━━━ Text under study ━━━
956 F2d 275 Richmond 'Cr' v. J Pearl
956 F.2d 275
In re Curtis Robert RICHMOND, aka "C.R"; Barbara Young
Curtis Robert RICHMOND, aka "C.R."; Barbara Young Richmond,
Julius J. PEARL, Trustee in Bankruptcy, Appellee.
United States Court of Appeals, Ninth Circuit.
Submitted Feb. 5, 1992.*
Decided Feb. 14, 1992.
NOTICE: Ninth Circuit Rule 36-3 provides that dispositions other than opinions or orders designated for publication are not precedential and should not be cited except when relevant under the doctrines of law of the case, res judicata, or collateral estoppel.
Appeal from the Ninth Circuit Bankruptcy Appellate Panel, BAP No. SC-88-1573-RPAs; Russell, Perris, and Ashland, Judges, Presiding.
Before: BRUNETTI, O'SCANNLAIN, and T.G. NELSON, Circuit Judges.
Curtis Robert Richmond and Barbara Young Richmond appeal the Bankruptcy Appellate Panel's affirmance of the bankruptcy court's denial of an extension of time to file a notice of appeal. Because we conclude that appellants have not demonstrated "excusable neglect," we affirm.
* The Richmonds sought protection from their creditors under Chapter 7 of the Bankruptcy Code. The bankruptcy trustee, Julius Pearl, filed a complaint against the Richmonds seeking to set aside an allegedly fraudulent conveyance. The trustee prevailed at trial and was ordered to prepare the judgment.
On April 1, 1988, the Richmonds' counsel reviewed and signed the proposed judgment drafted by the trustee. On that same day, the trustee submitted the proposed judgment to the court, the bankruptcy judge signed the judgment, and it was filed and entered. The Richmonds contend that neither they nor their attorney were ever notified by the clerk of the bankruptcy court that judgment had been entered.
On April 14, 1988, the Richmonds' attorney sent a letter to the trustee's attorney asking if judgment had been entered, but received no response. On April 29, 1988, the Richmonds' attorney checked the bankruptcy court docket and discovered that judgment had been entered. On May 2, 1988, the Richmonds filed a notice of appeal and an ex parte motion for leave to file an appeal. The bankruptcy court denied the motion and the Richmonds appealed to the Bankruptcy Appellate Panel, which affirmed the bankruptcy court. The Richmonds timely appealed to this court.
━━━
**Tasks to perform**
1. Translate this sentence from the Ninth Circuit decision into Spanish: "The trustee prevailed at trial and was ordered to prepare the judgment."
2. Return the part of the Ninth Circuit decision starting at "United States Court" and ending at "Ashland, Judges, Presiding.", word for word.
━━━ Recorded data ━━━
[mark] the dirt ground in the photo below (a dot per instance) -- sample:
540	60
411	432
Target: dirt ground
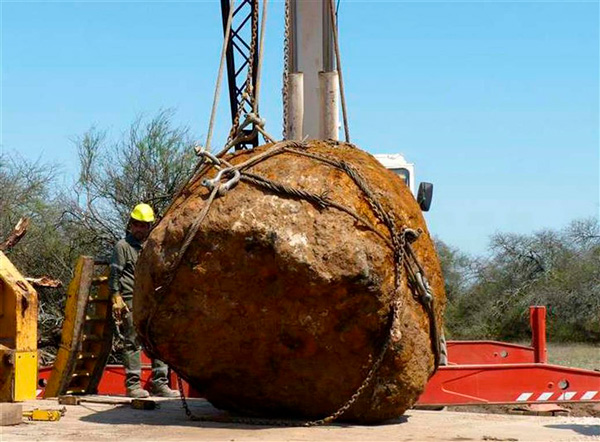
102	422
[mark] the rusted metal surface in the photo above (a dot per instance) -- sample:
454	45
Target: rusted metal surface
280	307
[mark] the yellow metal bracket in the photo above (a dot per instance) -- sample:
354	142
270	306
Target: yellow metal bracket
18	335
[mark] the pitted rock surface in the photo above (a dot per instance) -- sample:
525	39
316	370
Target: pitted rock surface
279	307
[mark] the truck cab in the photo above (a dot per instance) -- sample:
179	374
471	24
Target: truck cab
405	170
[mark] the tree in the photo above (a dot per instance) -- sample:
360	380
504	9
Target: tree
147	165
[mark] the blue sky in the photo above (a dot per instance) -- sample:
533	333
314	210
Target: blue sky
497	103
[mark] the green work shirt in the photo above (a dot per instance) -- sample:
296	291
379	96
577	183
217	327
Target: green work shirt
122	266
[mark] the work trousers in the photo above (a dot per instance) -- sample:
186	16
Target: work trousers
132	356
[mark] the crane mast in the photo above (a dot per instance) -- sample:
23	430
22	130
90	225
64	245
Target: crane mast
312	98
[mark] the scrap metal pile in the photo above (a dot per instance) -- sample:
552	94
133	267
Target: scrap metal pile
293	281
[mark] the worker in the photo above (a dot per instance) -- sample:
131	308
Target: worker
121	281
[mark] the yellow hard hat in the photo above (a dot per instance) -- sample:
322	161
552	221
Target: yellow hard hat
143	212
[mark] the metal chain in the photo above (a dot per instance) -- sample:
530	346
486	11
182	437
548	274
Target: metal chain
286	67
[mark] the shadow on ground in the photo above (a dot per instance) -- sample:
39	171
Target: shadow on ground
586	430
170	412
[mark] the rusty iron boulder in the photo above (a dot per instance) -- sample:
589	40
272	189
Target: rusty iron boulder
280	306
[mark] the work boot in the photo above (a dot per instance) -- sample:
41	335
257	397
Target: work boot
164	391
137	392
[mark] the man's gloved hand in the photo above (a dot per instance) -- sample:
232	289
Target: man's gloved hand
119	307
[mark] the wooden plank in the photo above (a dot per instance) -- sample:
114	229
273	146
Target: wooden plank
10	414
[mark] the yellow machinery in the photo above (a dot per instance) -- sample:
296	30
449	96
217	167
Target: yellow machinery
18	335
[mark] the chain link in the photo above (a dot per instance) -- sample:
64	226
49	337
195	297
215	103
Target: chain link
286	68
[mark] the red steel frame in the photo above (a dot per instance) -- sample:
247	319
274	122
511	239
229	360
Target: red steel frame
113	380
489	372
479	372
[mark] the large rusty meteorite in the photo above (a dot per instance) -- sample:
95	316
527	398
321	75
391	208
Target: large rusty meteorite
280	307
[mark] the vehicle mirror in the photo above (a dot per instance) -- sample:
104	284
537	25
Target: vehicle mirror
424	196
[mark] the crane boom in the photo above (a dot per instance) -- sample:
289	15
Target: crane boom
312	105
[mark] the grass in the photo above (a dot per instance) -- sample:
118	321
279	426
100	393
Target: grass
575	355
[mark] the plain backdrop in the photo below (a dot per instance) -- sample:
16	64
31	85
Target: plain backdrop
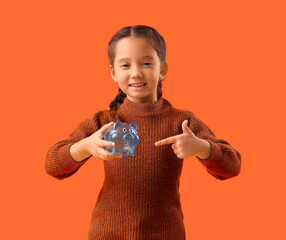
226	64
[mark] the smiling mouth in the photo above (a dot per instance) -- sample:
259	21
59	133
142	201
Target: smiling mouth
137	84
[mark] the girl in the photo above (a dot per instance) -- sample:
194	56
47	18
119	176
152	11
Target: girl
140	196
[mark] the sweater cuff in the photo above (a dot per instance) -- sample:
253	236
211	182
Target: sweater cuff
66	161
215	157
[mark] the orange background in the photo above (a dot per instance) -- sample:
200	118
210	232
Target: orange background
227	65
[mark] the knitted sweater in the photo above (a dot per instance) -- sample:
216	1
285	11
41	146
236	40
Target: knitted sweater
140	196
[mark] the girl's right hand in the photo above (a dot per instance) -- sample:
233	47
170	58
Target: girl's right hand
95	144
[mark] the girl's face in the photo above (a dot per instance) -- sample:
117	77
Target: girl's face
137	69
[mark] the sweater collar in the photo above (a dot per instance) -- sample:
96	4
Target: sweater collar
145	109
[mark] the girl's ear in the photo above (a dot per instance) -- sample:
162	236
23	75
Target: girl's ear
112	73
164	69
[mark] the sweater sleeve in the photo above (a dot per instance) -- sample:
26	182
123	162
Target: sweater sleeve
58	162
225	161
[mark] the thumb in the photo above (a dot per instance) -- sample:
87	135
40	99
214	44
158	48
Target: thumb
185	127
104	128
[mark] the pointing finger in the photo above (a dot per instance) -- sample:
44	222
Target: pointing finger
166	141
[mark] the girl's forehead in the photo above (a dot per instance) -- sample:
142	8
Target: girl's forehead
130	47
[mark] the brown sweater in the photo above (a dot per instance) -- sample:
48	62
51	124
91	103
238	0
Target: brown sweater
140	196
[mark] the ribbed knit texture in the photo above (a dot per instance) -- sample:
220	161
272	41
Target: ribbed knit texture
140	196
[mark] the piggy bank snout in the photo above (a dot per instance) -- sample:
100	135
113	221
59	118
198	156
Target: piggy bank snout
129	138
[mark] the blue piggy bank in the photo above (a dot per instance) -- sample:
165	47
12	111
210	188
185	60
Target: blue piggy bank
125	137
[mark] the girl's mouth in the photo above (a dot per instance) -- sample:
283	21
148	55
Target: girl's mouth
137	85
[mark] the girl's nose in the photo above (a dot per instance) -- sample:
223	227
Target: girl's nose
135	72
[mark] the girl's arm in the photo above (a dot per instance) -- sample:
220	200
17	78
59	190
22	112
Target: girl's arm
58	162
224	161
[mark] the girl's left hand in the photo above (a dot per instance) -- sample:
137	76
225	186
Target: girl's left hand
187	144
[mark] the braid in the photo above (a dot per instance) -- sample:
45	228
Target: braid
119	99
159	90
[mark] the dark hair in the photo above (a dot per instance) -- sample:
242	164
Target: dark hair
149	34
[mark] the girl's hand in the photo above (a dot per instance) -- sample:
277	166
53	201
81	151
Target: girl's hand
95	144
187	144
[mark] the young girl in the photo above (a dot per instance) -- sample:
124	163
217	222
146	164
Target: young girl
140	196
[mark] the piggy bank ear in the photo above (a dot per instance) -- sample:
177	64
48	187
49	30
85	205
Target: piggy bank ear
134	125
117	123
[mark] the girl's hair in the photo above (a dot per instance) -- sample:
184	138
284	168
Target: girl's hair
140	31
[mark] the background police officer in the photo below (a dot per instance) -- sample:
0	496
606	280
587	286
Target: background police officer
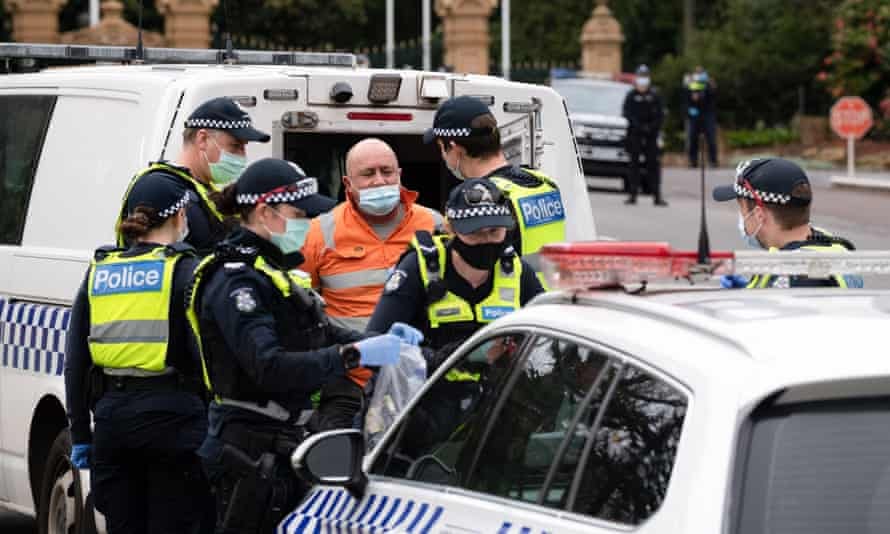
644	114
213	154
450	287
470	142
128	323
774	198
267	347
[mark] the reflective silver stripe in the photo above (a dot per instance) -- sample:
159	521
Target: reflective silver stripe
350	323
438	221
368	277
534	261
138	331
272	408
326	222
133	371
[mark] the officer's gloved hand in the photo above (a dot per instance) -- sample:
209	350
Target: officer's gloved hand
379	350
407	333
81	455
733	281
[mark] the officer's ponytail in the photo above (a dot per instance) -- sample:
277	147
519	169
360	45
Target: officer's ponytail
226	204
139	223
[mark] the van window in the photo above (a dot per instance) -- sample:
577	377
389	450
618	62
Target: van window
818	468
324	157
24	120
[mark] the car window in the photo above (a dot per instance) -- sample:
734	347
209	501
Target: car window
815	468
631	454
23	123
595	99
437	440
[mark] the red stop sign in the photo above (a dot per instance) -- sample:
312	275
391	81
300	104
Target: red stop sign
851	117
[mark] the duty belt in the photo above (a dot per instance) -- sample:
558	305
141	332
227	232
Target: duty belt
255	442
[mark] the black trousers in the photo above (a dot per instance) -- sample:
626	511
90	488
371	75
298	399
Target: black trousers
706	125
646	145
146	475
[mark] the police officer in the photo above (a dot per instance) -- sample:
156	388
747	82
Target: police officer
470	142
644	114
267	347
450	287
774	197
701	111
213	155
130	358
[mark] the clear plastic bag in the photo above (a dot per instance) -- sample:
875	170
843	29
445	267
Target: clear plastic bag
394	387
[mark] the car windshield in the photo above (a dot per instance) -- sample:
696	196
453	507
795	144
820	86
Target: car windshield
818	468
593	98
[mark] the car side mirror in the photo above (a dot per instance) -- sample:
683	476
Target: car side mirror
333	458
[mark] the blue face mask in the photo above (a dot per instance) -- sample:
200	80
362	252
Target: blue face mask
750	240
293	237
379	200
228	168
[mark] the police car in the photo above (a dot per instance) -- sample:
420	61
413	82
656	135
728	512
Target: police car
637	407
71	138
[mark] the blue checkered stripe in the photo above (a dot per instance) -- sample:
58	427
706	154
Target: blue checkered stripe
335	511
33	337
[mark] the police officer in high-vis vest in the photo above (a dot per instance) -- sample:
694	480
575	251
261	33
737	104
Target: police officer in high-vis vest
774	197
214	154
267	347
130	359
470	142
449	287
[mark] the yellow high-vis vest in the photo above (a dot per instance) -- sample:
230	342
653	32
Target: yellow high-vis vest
129	301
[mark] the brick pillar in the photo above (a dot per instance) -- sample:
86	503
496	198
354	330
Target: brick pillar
187	22
601	42
465	27
35	21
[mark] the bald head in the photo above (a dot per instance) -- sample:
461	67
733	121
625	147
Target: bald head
370	163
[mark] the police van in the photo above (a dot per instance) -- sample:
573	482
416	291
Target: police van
71	139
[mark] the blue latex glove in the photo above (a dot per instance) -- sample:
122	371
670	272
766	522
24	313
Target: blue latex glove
81	455
407	333
733	281
379	350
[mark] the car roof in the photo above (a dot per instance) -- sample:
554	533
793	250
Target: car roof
777	338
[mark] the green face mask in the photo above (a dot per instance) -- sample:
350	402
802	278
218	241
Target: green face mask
228	168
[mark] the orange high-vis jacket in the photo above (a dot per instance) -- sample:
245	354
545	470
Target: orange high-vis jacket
349	263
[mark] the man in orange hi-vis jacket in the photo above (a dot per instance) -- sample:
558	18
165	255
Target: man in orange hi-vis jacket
350	250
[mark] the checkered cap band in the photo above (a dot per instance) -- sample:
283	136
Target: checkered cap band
175	207
290	193
767	197
489	210
215	124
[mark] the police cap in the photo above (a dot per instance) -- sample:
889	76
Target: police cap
224	114
774	181
276	181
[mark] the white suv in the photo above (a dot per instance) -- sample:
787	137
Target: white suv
698	411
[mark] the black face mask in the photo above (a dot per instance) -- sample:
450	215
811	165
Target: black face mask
482	257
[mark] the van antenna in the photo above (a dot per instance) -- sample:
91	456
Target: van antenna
704	243
229	55
139	56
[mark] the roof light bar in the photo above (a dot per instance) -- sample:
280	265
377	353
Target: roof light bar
172	55
609	263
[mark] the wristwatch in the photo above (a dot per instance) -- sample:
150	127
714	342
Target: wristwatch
351	356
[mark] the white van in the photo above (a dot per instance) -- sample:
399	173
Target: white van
71	139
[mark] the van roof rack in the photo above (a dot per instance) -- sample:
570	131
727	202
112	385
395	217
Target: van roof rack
89	53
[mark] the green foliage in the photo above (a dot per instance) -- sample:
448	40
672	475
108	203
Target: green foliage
760	137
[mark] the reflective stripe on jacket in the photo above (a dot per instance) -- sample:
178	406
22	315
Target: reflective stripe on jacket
348	261
130	309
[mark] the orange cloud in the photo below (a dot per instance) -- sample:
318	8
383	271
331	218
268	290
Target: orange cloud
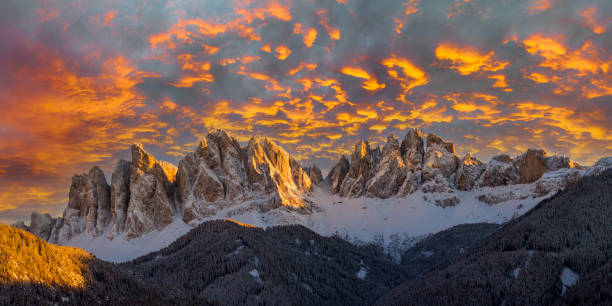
108	19
500	82
538	6
411	76
334	33
370	83
591	21
468	60
282	52
566	67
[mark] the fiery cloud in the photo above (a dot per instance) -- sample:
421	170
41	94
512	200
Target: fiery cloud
468	60
81	81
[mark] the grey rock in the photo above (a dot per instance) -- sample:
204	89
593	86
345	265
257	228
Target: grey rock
41	225
337	174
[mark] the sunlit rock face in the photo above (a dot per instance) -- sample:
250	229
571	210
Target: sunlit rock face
88	205
499	172
440	158
315	175
275	177
120	195
221	178
221	173
362	167
337	174
430	164
531	165
391	172
468	172
147	195
151	206
41	225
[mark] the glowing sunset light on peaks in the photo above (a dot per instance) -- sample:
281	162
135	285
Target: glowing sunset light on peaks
83	80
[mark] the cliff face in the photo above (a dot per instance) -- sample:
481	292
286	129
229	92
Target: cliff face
431	164
146	194
221	179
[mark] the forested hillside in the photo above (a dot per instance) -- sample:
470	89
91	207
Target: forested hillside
234	264
559	252
34	272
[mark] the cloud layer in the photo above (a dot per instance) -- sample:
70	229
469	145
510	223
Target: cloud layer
81	80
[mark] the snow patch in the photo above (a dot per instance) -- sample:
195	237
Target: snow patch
362	273
516	272
426	253
255	274
568	278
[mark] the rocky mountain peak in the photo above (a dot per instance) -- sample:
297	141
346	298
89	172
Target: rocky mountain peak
531	165
314	173
146	194
140	158
434	140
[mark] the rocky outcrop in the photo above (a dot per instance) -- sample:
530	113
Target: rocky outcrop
41	225
431	165
391	172
468	172
222	179
440	158
120	195
363	165
412	150
221	173
146	194
337	174
531	165
88	205
150	206
277	179
315	175
500	171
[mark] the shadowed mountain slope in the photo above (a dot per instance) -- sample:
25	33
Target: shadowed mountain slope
235	264
559	252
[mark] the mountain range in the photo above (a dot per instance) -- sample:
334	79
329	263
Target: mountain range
556	254
410	223
404	190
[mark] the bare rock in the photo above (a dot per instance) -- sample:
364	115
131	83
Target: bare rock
21	225
102	191
315	175
555	181
150	206
337	173
55	231
275	176
41	225
440	157
531	165
225	157
361	169
412	150
444	203
500	171
198	186
88	204
391	172
120	196
469	171
557	162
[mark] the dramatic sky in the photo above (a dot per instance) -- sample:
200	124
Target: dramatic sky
81	80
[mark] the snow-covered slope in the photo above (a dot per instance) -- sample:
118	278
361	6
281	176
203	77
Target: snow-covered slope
362	219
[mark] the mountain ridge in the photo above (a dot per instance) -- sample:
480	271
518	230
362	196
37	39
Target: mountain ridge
222	179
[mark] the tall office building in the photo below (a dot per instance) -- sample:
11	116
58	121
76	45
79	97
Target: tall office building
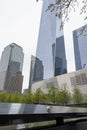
60	64
50	45
80	47
11	65
36	70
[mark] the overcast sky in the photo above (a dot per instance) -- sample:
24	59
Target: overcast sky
19	23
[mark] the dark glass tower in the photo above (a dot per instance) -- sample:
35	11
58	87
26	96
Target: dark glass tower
11	65
80	47
50	46
36	70
60	66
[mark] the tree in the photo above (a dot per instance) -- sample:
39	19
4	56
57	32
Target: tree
52	93
37	98
77	95
27	98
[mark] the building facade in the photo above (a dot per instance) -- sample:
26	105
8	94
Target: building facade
11	65
36	70
60	64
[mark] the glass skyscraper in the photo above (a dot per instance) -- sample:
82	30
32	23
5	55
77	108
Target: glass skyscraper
11	65
80	47
36	70
50	45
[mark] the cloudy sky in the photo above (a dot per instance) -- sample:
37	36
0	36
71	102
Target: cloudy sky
19	23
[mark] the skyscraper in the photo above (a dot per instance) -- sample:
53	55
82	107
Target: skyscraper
11	65
80	47
50	42
36	70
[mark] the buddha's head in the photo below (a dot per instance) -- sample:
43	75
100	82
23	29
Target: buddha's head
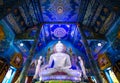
59	47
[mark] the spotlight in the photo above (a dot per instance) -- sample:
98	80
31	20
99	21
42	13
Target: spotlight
21	44
99	44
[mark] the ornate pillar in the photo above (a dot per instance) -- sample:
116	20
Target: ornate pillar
93	65
23	74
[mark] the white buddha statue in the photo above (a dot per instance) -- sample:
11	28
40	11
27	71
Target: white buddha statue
59	62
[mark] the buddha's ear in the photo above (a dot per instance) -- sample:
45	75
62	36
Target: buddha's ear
54	50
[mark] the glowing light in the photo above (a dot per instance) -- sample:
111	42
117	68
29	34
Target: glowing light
68	26
21	44
99	44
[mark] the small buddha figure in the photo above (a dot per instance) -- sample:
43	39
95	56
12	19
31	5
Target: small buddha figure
59	62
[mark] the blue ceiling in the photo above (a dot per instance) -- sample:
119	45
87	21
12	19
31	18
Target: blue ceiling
59	19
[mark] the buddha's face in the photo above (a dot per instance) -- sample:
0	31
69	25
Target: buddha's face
59	47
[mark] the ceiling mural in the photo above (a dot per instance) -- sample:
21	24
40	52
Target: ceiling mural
60	10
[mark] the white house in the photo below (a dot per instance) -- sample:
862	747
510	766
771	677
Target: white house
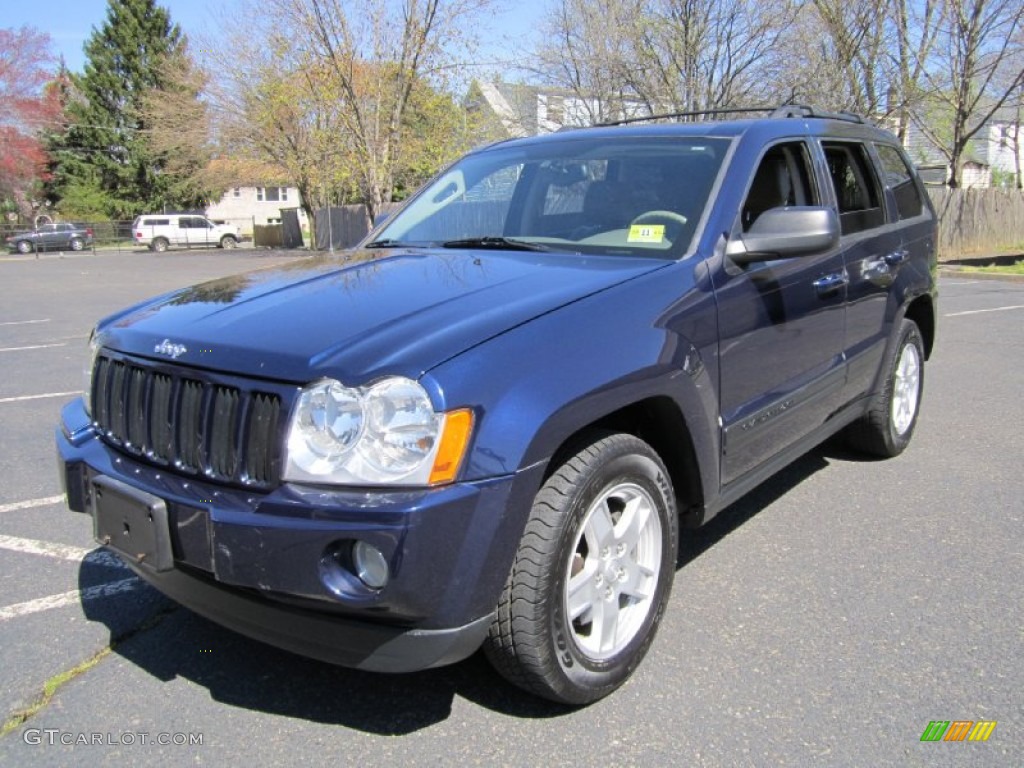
527	110
993	156
247	206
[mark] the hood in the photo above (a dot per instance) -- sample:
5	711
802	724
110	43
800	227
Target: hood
401	314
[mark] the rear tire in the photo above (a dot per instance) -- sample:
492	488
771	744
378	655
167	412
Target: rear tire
592	577
887	428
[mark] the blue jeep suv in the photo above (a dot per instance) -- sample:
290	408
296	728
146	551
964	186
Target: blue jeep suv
487	423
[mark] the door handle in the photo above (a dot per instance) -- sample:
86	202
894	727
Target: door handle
896	257
829	284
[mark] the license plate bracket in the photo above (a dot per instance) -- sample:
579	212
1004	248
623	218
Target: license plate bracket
132	522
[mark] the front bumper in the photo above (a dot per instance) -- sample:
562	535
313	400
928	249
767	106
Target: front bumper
272	565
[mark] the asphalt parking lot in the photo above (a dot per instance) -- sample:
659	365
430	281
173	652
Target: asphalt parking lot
826	619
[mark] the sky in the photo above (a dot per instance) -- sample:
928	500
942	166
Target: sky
70	23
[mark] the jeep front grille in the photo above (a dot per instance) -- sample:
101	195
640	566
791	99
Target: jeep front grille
178	420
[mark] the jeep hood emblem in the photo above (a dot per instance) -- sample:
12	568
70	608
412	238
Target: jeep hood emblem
170	348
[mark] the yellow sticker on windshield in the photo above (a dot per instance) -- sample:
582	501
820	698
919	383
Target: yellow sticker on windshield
646	233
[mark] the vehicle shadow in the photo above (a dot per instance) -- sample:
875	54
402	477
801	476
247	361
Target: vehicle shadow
172	642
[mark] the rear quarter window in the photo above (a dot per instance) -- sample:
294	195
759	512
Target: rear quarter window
899	178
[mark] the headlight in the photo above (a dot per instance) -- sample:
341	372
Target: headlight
384	434
87	372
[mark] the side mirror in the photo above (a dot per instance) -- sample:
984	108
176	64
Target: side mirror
780	232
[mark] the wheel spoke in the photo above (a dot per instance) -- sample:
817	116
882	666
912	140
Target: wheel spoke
600	530
633	521
605	625
639	581
582	593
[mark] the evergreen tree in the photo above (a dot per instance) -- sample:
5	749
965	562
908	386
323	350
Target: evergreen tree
103	162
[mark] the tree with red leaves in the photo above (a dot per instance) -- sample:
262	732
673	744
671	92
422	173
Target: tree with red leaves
27	107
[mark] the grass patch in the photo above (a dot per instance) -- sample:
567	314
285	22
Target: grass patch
50	687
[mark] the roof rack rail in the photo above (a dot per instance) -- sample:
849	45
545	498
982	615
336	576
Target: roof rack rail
806	111
677	115
785	111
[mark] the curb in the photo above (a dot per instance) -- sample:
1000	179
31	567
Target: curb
968	273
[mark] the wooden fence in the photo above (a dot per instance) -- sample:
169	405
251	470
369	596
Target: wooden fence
978	221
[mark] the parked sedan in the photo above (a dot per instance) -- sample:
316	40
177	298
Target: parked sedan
64	236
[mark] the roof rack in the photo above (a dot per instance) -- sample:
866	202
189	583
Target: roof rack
785	111
806	111
677	115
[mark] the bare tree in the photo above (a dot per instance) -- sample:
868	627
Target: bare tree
977	68
856	34
177	127
666	54
918	24
347	98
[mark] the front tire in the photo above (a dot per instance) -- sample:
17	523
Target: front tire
887	428
593	573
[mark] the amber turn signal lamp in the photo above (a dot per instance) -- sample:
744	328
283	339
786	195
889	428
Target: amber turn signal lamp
455	440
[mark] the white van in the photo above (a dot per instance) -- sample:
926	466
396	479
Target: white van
159	230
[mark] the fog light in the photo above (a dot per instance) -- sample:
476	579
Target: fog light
370	564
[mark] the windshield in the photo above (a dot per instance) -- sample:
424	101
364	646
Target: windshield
622	196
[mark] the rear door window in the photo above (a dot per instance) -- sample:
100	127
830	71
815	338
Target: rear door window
856	186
━━━
**Results for the exercise**
1. El síndico ganó en el juicio y se le ordenó preparar la sentencia.

2.
United States Court of Appeals, Ninth Circuit.
Submitted Feb. 5, 1992.*
Decided Feb. 14, 1992.
NOTICE: Ninth Circuit Rule 36-3 provides that dispositions other than opinions or orders designated for publication are not precedential and should not be cited except when relevant under the doctrines of law of the case, res judicata, or collateral estoppel.
Appeal from the Ninth Circuit Bankruptcy Appellate Panel, BAP No. SC-88-1573-RPAs; Russell, Perris, and Ashland, Judges, Presiding.